Celle-ci est une incitation, une injonction à l'action adressée par les députés au Gouvernement, notamment dans la perspective du 14 juillet : 111 parlementaires ont d'ailleurs adressé un courrier en ce sens au Président de la République.

Je souhaite associer Philippe Gosselin qui, très tôt, a partagé l'intuition selon laquelle la nation se doit d'être aux côtés des enfants des soignants décédés des suites du covid-19.

Nous ne connaissons pas précisément le nombre des familles concernées par la proposition de résolution. Mais le fait d'avoir été confronté dans ma circonscription, à Châteauroux, au décès à cause du covid-19 d'une aide-soignante, laissant quatre enfants orphelins, puisqu'elle était, de plus, veuve, m'a poussé à l'action.

Cette situation m'a posé un problème de conscience qui est devenu politique, lequel explique ma présence devant vous aujourd'hui.

Si les femmes et les hommes que l'on appelle les soignants doivent obtenir une meilleure prise en compte de leur quotidien – c'est tout l'objet du Ségur de la santé – , ils méritent aussi une reconnaissance symbolique de leur action et une prise en charge de leurs enfants par la mère patrie.

Vos consignes:
Reproduisez à l'identique le passage du texte sur les enfants des soignants morts du covid-19 qui commence aux mots « Celle-ci est une » et s'arrête après « poussé à l'action. ».

Données recueillies
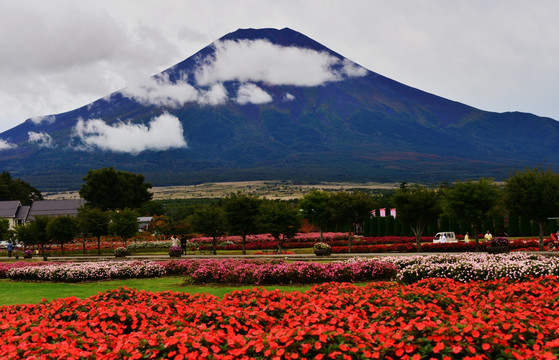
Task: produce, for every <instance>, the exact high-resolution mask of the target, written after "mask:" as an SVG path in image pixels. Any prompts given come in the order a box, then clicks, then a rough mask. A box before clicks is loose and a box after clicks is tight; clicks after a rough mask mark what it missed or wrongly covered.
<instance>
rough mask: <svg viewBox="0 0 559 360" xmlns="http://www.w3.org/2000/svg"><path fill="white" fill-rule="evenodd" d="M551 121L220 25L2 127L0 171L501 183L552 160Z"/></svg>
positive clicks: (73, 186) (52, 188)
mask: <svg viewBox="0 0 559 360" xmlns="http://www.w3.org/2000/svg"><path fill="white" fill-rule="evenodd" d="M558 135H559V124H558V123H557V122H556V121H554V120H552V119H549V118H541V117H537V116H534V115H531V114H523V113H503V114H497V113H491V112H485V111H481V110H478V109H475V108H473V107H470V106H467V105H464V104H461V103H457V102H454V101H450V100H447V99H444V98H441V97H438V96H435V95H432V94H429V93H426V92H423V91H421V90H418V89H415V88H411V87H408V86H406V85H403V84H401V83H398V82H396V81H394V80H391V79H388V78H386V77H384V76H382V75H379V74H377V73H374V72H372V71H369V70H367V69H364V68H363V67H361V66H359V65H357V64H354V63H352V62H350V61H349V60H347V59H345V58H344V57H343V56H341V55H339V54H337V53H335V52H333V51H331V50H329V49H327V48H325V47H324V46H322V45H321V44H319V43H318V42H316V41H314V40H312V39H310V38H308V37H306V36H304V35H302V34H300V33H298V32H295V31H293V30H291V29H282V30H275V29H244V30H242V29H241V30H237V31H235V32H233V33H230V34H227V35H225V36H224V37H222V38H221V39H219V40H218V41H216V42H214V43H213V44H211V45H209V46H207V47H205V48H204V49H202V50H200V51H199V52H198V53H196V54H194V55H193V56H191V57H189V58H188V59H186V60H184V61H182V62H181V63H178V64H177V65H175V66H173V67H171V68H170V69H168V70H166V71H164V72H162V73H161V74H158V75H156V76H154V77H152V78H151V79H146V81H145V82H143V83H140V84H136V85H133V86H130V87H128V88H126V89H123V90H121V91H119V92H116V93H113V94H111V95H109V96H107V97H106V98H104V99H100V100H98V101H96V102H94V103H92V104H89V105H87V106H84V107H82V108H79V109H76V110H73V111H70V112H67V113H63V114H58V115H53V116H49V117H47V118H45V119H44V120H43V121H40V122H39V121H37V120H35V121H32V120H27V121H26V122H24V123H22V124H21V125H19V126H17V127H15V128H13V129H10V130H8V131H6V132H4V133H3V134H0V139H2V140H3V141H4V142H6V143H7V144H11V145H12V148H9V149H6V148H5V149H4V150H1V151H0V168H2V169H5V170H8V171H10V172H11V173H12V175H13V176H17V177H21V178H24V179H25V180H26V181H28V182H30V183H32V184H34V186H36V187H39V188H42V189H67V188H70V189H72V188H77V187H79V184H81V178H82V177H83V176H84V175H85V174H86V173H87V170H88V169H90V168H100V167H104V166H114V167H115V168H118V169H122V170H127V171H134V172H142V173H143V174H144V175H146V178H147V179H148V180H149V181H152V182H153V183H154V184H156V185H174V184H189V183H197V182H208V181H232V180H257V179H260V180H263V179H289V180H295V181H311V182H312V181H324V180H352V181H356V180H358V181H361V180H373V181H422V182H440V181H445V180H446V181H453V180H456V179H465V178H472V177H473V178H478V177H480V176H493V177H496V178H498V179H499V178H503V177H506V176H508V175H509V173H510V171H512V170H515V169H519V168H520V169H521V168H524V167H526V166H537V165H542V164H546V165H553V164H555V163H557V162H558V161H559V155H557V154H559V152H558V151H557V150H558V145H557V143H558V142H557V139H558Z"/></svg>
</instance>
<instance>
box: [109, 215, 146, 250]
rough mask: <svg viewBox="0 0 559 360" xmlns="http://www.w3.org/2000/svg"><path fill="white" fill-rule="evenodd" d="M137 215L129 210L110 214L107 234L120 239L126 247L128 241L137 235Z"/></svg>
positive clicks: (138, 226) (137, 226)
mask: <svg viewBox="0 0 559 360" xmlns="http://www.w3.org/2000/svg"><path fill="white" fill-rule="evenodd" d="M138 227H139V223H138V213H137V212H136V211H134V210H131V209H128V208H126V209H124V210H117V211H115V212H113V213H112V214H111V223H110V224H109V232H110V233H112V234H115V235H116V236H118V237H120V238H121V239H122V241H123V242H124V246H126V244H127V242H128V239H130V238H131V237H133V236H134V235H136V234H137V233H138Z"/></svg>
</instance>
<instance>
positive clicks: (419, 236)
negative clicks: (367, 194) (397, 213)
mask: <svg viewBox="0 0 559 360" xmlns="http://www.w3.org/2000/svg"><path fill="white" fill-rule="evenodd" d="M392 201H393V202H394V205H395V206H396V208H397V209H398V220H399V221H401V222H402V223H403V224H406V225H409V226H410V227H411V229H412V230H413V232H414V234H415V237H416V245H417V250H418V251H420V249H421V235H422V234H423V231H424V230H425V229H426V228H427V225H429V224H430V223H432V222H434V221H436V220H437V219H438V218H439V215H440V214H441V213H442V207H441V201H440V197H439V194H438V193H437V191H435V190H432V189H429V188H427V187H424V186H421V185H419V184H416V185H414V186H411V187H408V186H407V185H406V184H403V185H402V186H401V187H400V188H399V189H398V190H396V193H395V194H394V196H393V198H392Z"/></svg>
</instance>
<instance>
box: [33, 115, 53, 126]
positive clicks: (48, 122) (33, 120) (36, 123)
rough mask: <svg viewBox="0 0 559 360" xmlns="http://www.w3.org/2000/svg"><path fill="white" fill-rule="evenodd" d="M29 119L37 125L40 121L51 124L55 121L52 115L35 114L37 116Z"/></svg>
---
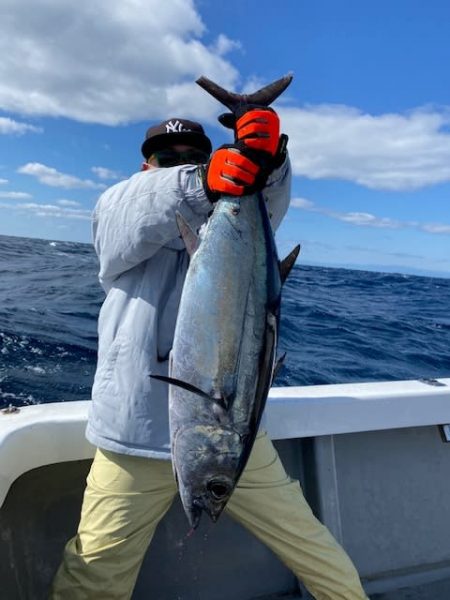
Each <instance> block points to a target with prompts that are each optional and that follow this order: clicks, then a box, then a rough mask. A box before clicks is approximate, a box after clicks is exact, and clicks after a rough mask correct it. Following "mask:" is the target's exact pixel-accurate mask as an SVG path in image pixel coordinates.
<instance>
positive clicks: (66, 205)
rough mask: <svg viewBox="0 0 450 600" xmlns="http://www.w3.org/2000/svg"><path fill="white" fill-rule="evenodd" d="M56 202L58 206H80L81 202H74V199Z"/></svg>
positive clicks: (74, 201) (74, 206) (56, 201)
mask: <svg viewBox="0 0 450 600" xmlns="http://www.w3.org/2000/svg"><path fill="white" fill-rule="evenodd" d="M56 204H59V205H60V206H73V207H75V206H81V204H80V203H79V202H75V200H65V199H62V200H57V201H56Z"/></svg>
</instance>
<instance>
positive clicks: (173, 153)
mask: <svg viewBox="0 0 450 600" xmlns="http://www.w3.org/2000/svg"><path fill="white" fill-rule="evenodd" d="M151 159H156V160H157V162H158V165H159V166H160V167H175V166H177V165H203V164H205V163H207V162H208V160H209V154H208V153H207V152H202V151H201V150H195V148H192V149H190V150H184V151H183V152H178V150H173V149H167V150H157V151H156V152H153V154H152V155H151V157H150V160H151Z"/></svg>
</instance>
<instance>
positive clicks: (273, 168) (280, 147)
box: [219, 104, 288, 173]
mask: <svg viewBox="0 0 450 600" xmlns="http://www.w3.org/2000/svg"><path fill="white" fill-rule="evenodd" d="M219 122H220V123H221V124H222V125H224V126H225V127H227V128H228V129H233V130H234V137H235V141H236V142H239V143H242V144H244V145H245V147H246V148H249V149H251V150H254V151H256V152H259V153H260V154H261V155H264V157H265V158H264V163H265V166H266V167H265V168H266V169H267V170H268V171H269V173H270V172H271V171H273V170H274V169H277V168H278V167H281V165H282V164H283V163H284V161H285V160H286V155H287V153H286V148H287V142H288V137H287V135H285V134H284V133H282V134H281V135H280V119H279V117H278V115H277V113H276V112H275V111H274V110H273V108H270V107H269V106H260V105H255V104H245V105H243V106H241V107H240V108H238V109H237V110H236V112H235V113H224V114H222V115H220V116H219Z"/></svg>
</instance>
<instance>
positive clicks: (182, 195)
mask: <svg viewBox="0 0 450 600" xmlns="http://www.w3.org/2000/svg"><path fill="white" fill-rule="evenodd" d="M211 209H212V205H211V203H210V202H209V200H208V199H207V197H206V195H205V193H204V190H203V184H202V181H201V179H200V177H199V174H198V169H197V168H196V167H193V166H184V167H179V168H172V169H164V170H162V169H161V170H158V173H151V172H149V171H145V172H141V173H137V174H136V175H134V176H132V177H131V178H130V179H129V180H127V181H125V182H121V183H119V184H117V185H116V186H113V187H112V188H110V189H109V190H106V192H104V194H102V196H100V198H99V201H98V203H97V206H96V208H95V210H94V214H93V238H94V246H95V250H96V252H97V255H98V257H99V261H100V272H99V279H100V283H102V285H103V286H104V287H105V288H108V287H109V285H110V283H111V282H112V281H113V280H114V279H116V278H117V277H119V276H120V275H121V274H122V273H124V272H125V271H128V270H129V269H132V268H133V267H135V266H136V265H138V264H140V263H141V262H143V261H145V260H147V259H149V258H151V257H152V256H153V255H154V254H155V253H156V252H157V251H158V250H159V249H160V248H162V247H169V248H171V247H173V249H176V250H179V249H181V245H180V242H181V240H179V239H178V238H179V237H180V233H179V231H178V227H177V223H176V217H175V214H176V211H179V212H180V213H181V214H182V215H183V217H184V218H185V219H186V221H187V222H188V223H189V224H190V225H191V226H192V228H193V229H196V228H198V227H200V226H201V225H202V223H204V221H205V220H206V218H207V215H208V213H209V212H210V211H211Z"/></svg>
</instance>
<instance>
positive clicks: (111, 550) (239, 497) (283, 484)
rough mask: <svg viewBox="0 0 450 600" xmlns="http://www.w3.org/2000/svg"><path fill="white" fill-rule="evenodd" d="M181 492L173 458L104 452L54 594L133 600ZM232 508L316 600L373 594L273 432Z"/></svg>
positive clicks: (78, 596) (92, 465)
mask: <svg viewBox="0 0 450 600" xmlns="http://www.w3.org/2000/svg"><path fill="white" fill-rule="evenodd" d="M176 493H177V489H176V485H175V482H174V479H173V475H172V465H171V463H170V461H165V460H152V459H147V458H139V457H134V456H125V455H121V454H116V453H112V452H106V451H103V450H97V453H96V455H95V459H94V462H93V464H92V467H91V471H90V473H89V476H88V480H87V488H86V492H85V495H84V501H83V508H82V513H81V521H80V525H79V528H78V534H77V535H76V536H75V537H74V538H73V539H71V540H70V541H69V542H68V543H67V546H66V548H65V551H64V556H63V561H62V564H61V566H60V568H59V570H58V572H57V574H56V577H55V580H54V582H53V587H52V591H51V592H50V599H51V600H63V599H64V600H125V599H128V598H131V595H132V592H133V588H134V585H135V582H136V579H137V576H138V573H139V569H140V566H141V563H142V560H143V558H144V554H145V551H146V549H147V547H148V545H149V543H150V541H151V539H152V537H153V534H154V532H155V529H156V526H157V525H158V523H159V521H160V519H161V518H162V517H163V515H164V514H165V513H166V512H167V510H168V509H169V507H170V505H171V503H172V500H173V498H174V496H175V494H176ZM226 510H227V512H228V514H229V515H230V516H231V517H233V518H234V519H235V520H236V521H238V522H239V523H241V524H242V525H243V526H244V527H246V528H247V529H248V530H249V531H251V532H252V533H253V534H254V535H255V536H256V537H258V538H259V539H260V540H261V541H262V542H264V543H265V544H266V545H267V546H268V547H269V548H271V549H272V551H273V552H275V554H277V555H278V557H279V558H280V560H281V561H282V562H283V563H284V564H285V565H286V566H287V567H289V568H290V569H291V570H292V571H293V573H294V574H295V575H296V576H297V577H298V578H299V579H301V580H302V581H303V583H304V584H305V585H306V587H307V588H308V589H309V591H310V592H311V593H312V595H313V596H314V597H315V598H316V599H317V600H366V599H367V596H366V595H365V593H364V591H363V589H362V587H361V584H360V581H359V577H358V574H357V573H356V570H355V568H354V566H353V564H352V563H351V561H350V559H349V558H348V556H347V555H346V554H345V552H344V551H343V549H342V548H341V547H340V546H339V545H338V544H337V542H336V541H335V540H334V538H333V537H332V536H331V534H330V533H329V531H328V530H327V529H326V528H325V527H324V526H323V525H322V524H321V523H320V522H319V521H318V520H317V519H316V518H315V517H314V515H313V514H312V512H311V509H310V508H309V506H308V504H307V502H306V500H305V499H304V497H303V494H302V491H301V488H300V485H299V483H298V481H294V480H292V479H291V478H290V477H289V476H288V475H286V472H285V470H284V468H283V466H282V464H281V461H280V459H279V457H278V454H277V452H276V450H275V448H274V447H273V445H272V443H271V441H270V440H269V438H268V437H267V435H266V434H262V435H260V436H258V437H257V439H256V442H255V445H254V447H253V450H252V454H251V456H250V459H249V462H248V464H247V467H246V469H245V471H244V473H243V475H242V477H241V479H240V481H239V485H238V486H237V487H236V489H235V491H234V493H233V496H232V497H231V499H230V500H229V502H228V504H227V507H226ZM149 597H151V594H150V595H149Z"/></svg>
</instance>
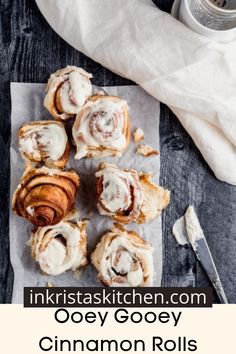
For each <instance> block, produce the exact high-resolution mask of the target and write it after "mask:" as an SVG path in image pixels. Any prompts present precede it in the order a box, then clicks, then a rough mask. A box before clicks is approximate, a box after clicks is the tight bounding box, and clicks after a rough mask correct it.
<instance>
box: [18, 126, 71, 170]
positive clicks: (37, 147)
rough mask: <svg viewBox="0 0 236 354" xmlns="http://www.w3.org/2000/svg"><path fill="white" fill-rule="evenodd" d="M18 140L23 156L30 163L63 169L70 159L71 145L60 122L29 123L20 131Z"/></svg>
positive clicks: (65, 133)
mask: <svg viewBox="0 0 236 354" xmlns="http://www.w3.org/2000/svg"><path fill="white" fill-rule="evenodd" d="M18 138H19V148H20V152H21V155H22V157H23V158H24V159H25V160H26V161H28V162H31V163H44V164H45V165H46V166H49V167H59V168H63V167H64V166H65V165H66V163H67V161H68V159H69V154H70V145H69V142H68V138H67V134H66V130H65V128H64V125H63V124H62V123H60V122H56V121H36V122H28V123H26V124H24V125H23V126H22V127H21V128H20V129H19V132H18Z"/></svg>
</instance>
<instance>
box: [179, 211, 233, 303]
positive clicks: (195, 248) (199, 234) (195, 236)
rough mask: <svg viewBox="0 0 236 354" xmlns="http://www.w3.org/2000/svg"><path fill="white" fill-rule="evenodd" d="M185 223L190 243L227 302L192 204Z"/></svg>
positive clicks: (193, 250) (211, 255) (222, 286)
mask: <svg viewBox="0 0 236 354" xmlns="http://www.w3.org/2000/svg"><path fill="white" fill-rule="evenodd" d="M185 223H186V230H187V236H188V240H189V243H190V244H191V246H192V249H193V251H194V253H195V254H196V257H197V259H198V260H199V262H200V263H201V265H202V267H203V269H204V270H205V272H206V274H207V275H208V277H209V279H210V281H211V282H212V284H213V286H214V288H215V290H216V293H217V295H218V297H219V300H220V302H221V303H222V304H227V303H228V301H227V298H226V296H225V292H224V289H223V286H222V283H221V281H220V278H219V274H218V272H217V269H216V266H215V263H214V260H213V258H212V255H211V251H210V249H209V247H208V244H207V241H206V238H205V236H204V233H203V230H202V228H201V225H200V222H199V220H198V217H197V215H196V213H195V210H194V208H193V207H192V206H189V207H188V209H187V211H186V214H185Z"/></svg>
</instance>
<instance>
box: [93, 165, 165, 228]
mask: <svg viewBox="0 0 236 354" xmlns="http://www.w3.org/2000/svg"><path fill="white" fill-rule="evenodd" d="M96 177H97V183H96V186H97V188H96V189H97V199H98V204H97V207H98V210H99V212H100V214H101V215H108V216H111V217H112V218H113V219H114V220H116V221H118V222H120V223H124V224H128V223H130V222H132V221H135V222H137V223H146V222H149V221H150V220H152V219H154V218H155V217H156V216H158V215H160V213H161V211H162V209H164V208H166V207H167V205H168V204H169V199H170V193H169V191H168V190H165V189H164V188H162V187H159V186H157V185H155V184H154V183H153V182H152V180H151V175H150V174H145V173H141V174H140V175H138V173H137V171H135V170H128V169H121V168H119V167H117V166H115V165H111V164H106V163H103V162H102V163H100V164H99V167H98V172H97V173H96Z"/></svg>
...
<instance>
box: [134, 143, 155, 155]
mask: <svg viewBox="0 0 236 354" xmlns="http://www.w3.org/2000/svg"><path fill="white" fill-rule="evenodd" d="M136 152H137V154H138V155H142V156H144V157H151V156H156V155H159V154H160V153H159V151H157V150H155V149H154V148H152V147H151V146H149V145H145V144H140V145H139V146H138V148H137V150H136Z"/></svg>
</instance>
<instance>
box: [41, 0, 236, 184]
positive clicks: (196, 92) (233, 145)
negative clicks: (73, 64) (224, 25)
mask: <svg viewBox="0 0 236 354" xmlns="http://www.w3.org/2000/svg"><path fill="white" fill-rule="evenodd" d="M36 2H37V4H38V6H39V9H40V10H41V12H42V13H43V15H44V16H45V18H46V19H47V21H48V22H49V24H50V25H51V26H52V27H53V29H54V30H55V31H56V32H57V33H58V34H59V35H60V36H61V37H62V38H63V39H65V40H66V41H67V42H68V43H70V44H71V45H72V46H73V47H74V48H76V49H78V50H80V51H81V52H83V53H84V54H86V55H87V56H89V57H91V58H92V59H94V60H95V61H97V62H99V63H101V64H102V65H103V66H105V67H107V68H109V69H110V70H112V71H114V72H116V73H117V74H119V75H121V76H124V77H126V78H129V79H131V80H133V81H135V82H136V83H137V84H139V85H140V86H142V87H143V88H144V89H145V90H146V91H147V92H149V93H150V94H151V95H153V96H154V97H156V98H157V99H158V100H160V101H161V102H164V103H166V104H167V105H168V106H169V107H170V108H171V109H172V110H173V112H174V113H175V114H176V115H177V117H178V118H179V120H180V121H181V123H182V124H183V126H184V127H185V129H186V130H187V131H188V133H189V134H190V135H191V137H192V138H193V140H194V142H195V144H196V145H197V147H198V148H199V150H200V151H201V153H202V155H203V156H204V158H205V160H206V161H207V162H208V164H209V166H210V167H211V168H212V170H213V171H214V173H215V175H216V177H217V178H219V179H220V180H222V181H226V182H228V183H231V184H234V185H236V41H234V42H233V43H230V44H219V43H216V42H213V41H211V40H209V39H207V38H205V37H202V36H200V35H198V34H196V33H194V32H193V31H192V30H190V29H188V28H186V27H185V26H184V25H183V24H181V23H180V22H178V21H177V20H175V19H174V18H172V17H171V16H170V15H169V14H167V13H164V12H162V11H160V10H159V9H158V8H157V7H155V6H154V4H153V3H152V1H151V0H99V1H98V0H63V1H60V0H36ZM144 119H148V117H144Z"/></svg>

Réponse attendue:
Celle-ci est une incitation, une injonction à l'action adressée par les députés au Gouvernement, notamment dans la perspective du 14 juillet : 111 parlementaires ont d'ailleurs adressé un courrier en ce sens au Président de la République.

Je souhaite associer Philippe Gosselin qui, très tôt, a partagé l'intuition selon laquelle la nation se doit d'être aux côtés des enfants des soignants décédés des suites du covid-19.

Nous ne connaissons pas précisément le nombre des familles concernées par la proposition de résolution. Mais le fait d'avoir été confronté dans ma circonscription, à Châteauroux, au décès à cause du covid-19 d'une aide-soignante, laissant quatre enfants orphelins, puisqu'elle était, de plus, veuve, m'a poussé à l'action.